*TASK OBJECTIVE*:
Set down exactly, and only, the lines from the one with "Could you please spot the black sleeve" to the final line of the entries, both included.

*INPUT ROWS*:
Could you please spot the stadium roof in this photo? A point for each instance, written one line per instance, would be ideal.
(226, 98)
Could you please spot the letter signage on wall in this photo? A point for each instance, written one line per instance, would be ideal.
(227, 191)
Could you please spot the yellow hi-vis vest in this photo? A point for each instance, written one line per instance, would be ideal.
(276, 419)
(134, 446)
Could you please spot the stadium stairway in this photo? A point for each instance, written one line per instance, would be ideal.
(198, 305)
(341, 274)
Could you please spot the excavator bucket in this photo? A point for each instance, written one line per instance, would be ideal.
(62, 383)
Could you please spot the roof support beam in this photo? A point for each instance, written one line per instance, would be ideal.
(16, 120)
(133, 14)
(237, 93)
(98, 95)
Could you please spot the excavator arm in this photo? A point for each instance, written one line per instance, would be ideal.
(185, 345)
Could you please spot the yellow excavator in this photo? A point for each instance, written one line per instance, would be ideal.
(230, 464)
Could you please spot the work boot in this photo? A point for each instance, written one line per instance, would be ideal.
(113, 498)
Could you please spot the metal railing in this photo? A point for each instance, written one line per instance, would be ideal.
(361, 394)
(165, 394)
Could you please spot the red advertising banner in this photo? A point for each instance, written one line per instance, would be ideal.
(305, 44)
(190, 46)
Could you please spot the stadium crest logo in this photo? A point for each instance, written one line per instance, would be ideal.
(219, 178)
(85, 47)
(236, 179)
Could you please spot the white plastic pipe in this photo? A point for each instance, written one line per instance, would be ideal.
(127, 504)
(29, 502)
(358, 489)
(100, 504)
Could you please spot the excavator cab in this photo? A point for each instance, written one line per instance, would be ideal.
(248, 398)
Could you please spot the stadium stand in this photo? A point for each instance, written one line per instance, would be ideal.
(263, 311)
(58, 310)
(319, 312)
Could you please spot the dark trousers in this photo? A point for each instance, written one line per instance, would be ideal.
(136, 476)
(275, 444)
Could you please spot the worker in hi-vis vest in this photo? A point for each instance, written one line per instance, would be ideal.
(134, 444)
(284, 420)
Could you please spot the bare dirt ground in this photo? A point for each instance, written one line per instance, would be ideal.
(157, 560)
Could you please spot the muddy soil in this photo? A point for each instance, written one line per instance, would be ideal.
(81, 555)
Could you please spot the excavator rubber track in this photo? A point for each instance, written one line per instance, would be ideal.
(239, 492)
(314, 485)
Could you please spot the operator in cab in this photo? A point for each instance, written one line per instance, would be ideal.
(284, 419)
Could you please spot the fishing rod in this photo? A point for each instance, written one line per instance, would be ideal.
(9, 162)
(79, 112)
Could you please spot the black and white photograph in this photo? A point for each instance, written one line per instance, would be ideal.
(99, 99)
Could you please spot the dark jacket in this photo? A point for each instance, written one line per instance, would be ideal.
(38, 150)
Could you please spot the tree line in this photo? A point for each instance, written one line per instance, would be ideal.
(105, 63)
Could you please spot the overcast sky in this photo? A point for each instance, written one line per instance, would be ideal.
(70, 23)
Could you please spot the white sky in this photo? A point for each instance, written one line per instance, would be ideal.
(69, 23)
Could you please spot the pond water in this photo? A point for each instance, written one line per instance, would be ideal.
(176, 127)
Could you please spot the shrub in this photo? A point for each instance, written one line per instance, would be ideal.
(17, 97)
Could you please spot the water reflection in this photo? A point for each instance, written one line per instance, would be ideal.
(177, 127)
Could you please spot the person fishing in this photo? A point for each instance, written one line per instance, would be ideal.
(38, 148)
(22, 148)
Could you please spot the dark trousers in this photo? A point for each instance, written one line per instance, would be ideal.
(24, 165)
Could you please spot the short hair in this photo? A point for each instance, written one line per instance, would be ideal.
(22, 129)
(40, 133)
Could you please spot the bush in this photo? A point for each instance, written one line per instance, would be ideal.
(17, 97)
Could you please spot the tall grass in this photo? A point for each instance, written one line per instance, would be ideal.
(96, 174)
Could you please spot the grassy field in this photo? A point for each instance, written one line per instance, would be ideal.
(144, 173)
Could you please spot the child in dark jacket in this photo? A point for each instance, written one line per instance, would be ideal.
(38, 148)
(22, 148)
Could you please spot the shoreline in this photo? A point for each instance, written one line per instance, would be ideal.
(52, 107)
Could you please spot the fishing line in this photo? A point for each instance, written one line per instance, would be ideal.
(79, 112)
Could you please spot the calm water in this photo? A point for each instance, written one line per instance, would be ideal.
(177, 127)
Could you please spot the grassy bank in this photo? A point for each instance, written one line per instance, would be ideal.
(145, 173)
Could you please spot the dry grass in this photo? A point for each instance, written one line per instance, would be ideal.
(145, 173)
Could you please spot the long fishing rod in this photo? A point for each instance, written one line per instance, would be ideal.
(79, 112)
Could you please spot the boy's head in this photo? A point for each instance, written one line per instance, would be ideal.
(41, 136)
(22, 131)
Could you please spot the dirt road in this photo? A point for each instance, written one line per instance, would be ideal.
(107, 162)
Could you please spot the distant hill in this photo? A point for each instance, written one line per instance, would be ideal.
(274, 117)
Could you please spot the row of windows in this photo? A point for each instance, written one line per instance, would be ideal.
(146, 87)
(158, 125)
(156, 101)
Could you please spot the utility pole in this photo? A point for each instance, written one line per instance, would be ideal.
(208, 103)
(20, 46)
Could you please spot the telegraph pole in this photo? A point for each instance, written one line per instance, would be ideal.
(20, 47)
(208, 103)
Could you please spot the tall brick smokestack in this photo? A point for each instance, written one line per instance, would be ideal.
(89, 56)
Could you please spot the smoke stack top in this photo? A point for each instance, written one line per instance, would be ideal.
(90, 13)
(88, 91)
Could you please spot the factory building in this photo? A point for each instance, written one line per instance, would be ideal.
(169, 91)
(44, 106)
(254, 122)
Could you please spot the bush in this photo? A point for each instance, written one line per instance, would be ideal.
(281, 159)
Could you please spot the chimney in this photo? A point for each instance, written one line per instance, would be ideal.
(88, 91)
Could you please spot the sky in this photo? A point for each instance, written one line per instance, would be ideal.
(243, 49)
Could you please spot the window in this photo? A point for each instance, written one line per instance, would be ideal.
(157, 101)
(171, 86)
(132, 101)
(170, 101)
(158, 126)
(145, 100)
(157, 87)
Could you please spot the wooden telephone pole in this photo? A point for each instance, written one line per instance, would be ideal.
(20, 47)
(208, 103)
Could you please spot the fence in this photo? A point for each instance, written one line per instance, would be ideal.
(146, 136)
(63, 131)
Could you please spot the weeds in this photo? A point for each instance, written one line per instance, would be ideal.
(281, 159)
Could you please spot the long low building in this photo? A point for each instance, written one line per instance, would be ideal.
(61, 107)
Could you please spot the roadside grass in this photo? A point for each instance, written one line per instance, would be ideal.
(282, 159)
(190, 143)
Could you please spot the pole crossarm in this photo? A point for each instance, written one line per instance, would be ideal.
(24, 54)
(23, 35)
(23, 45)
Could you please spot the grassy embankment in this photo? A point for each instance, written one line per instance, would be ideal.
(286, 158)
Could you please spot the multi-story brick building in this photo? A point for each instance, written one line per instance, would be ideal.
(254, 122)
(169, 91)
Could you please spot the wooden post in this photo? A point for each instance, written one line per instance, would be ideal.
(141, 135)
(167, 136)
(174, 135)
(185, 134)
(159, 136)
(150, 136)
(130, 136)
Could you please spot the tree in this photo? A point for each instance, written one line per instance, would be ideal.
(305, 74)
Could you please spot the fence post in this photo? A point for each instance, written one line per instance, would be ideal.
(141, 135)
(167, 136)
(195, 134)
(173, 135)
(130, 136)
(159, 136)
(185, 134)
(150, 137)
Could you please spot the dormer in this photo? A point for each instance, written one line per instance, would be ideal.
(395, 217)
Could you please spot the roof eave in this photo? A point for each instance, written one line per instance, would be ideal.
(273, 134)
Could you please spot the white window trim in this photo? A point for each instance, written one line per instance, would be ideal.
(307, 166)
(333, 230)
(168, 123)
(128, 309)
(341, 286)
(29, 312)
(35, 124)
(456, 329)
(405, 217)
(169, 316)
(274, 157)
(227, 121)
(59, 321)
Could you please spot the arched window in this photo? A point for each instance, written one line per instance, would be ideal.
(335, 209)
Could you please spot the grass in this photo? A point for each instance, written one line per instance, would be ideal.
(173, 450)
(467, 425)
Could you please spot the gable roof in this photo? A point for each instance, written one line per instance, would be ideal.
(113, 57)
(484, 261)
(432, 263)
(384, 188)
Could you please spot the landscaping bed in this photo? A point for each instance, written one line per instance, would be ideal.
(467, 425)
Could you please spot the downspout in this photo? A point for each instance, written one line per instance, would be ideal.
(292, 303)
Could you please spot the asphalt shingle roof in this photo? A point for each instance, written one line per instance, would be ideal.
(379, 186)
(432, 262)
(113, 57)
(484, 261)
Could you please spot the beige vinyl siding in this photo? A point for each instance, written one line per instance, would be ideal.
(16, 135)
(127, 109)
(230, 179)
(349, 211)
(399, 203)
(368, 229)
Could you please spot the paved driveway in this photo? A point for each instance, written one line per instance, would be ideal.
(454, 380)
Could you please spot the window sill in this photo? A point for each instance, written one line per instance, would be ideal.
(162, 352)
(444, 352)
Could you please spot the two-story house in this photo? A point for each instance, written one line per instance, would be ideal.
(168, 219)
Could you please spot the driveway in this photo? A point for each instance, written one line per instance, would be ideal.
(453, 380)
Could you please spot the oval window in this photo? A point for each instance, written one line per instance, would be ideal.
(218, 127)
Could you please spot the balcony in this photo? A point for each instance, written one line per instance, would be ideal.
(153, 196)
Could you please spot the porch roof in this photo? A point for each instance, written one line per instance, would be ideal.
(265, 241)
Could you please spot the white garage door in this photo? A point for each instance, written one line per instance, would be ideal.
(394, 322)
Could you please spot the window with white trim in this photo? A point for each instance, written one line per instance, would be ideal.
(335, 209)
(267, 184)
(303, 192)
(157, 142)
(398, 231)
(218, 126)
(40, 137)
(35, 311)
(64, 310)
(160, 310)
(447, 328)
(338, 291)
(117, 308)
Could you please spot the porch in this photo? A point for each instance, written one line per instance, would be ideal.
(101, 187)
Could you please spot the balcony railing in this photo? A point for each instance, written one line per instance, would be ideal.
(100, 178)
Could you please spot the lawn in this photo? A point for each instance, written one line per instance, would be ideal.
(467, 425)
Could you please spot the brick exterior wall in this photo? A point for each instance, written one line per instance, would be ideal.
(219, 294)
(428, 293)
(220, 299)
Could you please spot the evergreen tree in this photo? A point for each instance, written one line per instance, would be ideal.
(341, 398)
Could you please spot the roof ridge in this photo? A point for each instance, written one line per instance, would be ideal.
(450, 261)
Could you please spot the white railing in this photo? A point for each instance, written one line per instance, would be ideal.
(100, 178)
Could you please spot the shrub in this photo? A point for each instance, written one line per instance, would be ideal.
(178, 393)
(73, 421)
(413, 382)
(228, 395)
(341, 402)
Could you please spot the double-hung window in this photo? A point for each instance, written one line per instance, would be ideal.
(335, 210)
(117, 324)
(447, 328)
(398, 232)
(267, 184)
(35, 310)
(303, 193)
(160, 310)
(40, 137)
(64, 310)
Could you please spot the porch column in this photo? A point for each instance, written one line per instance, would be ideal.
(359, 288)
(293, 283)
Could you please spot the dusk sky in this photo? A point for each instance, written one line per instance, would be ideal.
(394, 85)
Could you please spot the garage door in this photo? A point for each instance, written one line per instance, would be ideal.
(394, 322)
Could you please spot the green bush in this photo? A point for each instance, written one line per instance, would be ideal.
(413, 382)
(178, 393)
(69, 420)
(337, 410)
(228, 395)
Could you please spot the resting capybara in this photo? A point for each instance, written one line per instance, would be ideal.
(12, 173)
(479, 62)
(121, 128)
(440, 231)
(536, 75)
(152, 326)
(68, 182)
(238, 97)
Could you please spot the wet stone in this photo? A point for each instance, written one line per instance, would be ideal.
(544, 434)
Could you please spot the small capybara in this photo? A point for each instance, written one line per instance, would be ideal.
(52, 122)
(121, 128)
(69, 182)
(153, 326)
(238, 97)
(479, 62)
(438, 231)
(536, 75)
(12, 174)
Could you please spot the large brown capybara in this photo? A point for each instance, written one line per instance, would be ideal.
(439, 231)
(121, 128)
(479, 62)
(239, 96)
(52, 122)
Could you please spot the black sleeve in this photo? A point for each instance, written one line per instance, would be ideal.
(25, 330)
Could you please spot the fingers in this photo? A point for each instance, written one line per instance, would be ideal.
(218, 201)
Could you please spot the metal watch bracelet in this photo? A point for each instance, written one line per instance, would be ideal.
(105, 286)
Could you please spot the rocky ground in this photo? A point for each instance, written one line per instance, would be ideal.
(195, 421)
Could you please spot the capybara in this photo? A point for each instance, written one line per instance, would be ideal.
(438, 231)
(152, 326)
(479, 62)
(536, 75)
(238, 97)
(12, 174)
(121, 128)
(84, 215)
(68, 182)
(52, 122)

*COMPLETED EXERCISE*:
Could you please spot the black sleeve in this photo? A point for each instance, written one line per instance, would be ideal.
(25, 330)
Could you please spot the fingers in this photo? A point for each instance, written one line per instance, would be ideal.
(218, 201)
Could you please spot the metal watch bracelet in this photo? A point for each instance, written one line per instance, would be ideal.
(105, 286)
Could you please spot the rocky ground in this photo? A point for each instance, written one line per instance, would be ideal.
(195, 421)
Could you please spot the capybara in this photo? A point for each instance, written one line per instance, would be ideal.
(438, 231)
(152, 326)
(479, 62)
(536, 75)
(238, 97)
(12, 174)
(121, 128)
(84, 215)
(68, 182)
(52, 122)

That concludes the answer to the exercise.